> **ACTIVITY LIST**
a) In the article on the Woodside aged care proposal, how many electors' signatures did local organisers collect to force the council to call the meeting?
b) Carry on the article about the Woodside aged care proposal from its final sentence.

> **PASSAGE FOR REVIEW**
*** Begin section ***
EAST Fremantle council will hold an urgent electors’ meeting on the Woodside aged care proposal on Thursday, September 15, 2022 at 6pm.
It could end up quite a fiery affair, as alarmed residents say they’ve now revealed the possibility of the most extensive infill and higher density town planning changes to East Fremantle in its history, with the Woodside proposal being an early start.
Most locals who have spoken to the Herald feel left out of the planning process and sidelined by their own council.
The original trigger for the meeting was the development application for a massive $80-million aged care facility on the heritage-listed Woodside hospital site between Dalgety and Fortescue Streets.
It was originally the grand late-1800s home of William Dalgety Moore, one of the merchant princes of Fremantle.
The new development has five-storey plans for rooms for 158 patients, as well a large medical centre, wellness centre, training facility, cafe and outdoor meeting place which residents say aren’t directly related to the in-patients and will just bring in a host of unnecessary visitors and their vehicles.
The council did not intend any large meetings for residents, citing Covid pandemic risks. Yet, within 48 hours a couple of weeks ago local organisers got 149 signatures from East Fremantle electors ready to sign, to force the council to call the meeting.
Many locals are furious and others distressed at not being properly consulted in the planning process which has been in train since 2019, as the council fulfils density targets set in place by the WA government for all urban councils, to accomodate a growing population and help limit urban sprawl.
A key organiser for the meeting is Dalgety Street’s Joanne Taggart. She says it’s not as if the council didn’t know of concerns, as she has been voicing them with the developer and council since December 2020, but had little to go on until the development application hit like a bombshell in July and brought things to a head.
When she first saw what was proposed she felt “overwhelmed, that it’s all a foregone conclusion”. She has also expressed great disappointment in the elected councillors who she has spoken to who don’t seem to be on top of the issues, citing that there is nothing they can do about it.
Ms Taggart’s concerns were first heightened in 2020 when she and a neighbour who lived right next door to the site were told the ground level for the new building was to be level with the neighbour’s gutters, with four storeys built above. That neighbour has since been bought out by the developer as has one in the home behind facing Fortescue Street.
Both homes have been incorporated into the development with a car park area which will affect the next homeowners down the street.
Since she swung into action Ms Taggart has peeled back like an onion all the layers of the complex WA and council planning processes.
*** End section ***
(Saved entries)
*** Begin section ***
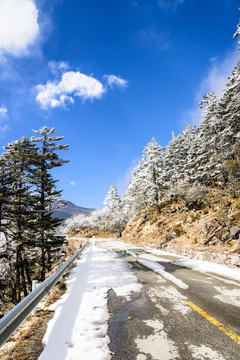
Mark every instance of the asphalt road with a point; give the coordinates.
(179, 314)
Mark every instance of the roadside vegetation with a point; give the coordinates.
(28, 241)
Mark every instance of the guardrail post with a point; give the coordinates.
(10, 322)
(35, 283)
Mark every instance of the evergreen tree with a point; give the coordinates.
(237, 32)
(112, 200)
(46, 195)
(17, 220)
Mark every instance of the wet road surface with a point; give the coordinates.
(179, 313)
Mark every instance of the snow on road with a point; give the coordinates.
(79, 327)
(161, 270)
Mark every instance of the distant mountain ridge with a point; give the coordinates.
(71, 209)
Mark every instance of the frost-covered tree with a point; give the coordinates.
(207, 165)
(18, 219)
(237, 31)
(46, 195)
(112, 200)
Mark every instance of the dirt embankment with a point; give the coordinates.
(206, 227)
(211, 227)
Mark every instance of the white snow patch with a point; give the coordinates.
(231, 297)
(231, 282)
(161, 270)
(131, 253)
(205, 353)
(209, 267)
(164, 253)
(159, 346)
(79, 327)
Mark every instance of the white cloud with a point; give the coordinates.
(215, 80)
(58, 66)
(58, 94)
(72, 84)
(3, 111)
(151, 37)
(19, 26)
(115, 80)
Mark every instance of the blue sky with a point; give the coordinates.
(109, 75)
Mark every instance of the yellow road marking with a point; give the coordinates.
(215, 322)
(134, 262)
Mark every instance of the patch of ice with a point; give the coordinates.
(203, 352)
(209, 267)
(231, 297)
(158, 346)
(161, 270)
(79, 327)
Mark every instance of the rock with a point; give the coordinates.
(214, 241)
(173, 209)
(225, 236)
(170, 236)
(234, 232)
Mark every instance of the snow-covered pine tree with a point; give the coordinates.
(229, 110)
(46, 195)
(153, 168)
(17, 220)
(112, 199)
(178, 158)
(208, 168)
(237, 31)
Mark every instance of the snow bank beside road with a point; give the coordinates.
(161, 270)
(79, 327)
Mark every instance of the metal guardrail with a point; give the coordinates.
(10, 322)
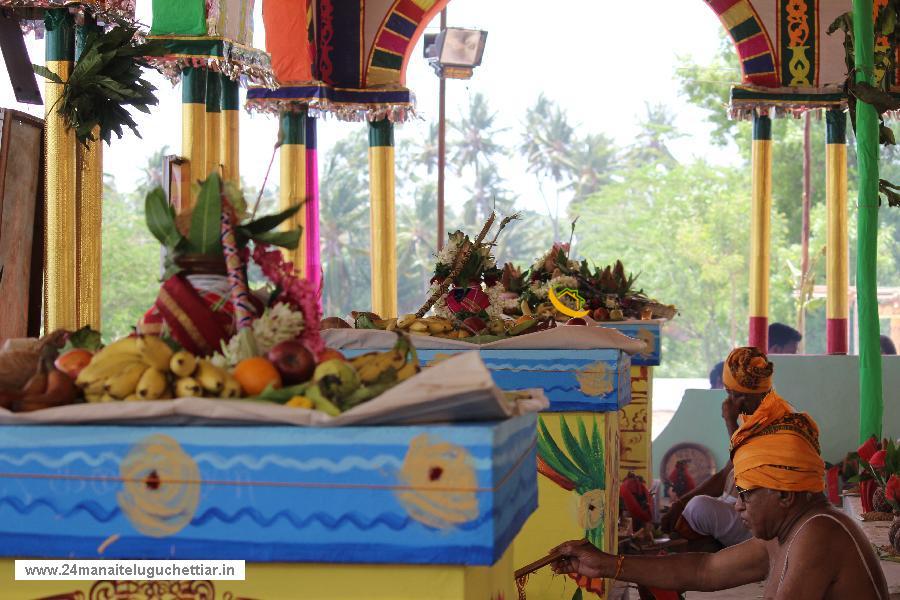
*** End section ***
> **SET OF ANSWERS**
a) They collected 149 signatures from East Fremantle electors within 48 hours.

b)
What she found was a new Local Planning Strategy reflecting massive changes first drafted in 2019, signed off by the WA Planning Commission for advertising in August
last year and which has now sailed through the council with preliminary approval under the radar in February this year, following “developer-led consultations” for the Woodside site in 2020 which will have overbearing impact on home owners.
Complexities
Ms Taggart said it was extremely difficult for residents to understand all the complexities of modern town planning without a responsible local council, funded by local ratepayers, leaning in proactively to make sure all residents are brought up to speed. Ms Taggart said it’s as if the council is serving the needs ot the WA government and developers at the expense of local landowners.
Ms Taggart says inadequate resident consultation by the council is reflected in the 19 submissions it received to its low-key advertising for the new Local Planning Strategy late last year. Seventeen of those were from vested interests in the development industry, government departments, neighbouring councils and the like, with only two East Fremantle households responding, one of whom may have been a developer.
Yet in a quick sweep through her neighbourhood she was able to muster 149 homeowners in 48 hours who were so concerned they signed up for an electors’ meeting.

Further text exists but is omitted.